Challenge A -
In the H is for Home post about moving into Valley Antiques, which town did the writers live in before they moved to Yorkshire in 2000?
Challenge B -
Copy out the stretch of the H is for Home post that opens with the words containing "A new adventure" and closes with "back in 2000.", swapping "Brighton" for "London".
Challenge C -
Write what comes next in the H is for Home post about moving into the Valley Antiques Centre in Hebden Bridge, starting after its last sentence.

Excerpt -
++++++
A new adventure for H is for Home

The finished set up of the H is for Home pitch in Valley Antiques, Hebden Bridge

A new venture/adventure has begun for H is for Home this week. We’ve spent the last couple of days moving into the recently-opened Valley Antiques Centre in Hebden Bridge.

Arriving with stock for Valley Antiques Centre, Hebden Bridge

Arriving with stock for Valley Antiques, Hebden Bridge

We’ve long-fancied having a retail space in Hebden. It’s a lovely little town full of small independent shops; cafés & coffee shops, pubs & bars and art galleries. It’s a great place to spend the day mooching around. We actually lived here when we first moved to Yorkshire from Brighton back in 2000.
++++++
Dataset records -
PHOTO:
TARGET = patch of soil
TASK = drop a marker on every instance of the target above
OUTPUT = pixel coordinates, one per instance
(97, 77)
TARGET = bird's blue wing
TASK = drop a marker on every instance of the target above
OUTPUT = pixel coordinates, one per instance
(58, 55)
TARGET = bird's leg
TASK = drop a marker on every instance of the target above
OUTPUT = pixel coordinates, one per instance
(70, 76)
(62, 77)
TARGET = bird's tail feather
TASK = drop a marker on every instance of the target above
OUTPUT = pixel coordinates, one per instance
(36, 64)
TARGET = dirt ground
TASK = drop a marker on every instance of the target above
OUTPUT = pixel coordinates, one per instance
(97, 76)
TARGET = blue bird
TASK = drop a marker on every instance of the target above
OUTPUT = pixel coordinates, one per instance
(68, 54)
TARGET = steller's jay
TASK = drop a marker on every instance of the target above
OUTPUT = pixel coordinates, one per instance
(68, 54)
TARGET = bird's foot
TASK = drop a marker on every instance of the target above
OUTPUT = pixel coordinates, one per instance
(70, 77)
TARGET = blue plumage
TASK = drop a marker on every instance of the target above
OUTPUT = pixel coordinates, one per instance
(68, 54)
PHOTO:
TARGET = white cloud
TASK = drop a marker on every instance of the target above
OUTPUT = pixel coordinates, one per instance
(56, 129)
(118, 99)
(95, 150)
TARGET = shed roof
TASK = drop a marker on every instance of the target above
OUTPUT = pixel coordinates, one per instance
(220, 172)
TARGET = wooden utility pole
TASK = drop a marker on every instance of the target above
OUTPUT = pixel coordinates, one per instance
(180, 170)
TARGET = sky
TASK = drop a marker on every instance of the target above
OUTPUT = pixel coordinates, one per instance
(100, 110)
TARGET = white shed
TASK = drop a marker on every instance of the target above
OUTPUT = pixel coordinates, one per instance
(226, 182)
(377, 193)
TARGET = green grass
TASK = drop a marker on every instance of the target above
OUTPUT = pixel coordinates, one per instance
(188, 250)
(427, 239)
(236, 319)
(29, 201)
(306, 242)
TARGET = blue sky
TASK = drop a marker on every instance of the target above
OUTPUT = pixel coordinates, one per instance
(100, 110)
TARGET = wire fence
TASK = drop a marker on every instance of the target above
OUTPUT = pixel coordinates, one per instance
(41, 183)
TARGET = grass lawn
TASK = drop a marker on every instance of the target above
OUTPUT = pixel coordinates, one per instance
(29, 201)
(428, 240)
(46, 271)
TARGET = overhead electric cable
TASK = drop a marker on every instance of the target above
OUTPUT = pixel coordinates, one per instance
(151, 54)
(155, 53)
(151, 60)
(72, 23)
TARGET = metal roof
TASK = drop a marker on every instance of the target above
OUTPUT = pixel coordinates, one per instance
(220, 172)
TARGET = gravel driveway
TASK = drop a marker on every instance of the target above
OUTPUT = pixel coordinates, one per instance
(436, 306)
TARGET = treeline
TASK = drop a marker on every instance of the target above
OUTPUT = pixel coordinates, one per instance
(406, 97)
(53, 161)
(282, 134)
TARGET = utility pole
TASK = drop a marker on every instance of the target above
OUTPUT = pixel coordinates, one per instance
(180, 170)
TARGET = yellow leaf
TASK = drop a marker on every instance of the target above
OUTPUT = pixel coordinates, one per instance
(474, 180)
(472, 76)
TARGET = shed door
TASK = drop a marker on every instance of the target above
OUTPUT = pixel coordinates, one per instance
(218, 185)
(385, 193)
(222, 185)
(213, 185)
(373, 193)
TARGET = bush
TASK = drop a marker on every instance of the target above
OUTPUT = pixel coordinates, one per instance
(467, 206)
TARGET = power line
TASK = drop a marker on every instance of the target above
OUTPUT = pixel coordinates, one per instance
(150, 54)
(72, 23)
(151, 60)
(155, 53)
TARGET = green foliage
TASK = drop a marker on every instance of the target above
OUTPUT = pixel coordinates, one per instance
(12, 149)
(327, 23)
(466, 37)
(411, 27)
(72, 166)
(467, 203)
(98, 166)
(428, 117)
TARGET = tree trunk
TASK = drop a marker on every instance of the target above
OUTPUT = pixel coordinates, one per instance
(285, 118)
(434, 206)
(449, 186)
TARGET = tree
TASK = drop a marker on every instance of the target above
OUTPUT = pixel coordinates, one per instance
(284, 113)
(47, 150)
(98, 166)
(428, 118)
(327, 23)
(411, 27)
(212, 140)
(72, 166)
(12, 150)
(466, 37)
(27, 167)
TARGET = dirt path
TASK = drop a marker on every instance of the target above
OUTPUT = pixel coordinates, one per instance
++++++
Response A -
Brighton

Response B -
A new adventure for H is for Home

The finished set up of the H is for Home pitch in Valley Antiques, Hebden Bridge

A new venture/adventure has begun for H is for Home this week. We’ve spent the last couple of days moving into the recently-opened Valley Antiques Centre in Hebden Bridge.

Arriving with stock for Valley Antiques Centre, Hebden Bridge

Arriving with stock for Valley Antiques, Hebden Bridge

We’ve long-fancied having a retail space in Hebden. It’s a lovely little town full of small independent shops; cafés & coffee shops, pubs & bars and art galleries. It’s a great place to spend the day mooching around. We actually lived here when we first moved to Yorkshire from London back in 2000.

Response C -
Hanging the H is for Home banner in our new pitch

Arriving with stock for Valley Antiques, Hebden Bridge

Despite recently moving to Wales, it will be nice to maintain an ongoing relationship with the town, Todmorden and the Calder Valley, in general.

Hanging vintage fabric in our new pitch

Hanging vintage fabric in our new pitch

We’ve secured a decent-sized space, big enough for furniture and smaller vintage items such as fabric, lighting, artwork and kitchenalia – and all manner of decorative things for the home.

Corner of our new pitch Corner of our new pitch

Vintage trestle table in our new pitch

Valley Antiques Centre has only been open a couple of months, it’s looking great and is packed full of interesting and quirky stuff from a number of dealers. It’s well run, and you’ll receive a warm welcome from Jan, who has launched the centre – or one of the other dealers on hand.

Vintage wooden printers blocks

Antique brass candle holders

We’ve included these photos to show you how we’re getting on – and to showcase the kind of stock you’ll find on our pitch. In future posts, we’ll highlight other dealers and their wares.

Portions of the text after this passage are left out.